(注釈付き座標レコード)

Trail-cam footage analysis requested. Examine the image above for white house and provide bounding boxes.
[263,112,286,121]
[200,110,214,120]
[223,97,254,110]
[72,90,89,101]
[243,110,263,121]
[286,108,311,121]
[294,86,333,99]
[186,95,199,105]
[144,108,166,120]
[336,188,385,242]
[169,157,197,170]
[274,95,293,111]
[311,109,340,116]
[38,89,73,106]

- _課題の概要_
上の行をすべて、「white house」を「red barn」に変え、ほかは一切そのままにして書き直してもらえますか？

- _課題の結果_
Trail-cam footage analysis requested. Examine the image above for red barn and provide bounding boxes.
[263,112,286,121]
[200,110,214,120]
[223,97,254,110]
[72,90,89,101]
[243,110,263,121]
[286,108,311,121]
[294,86,333,99]
[186,95,199,105]
[144,108,166,120]
[336,188,385,242]
[169,157,197,170]
[274,95,293,111]
[311,109,340,116]
[38,89,73,106]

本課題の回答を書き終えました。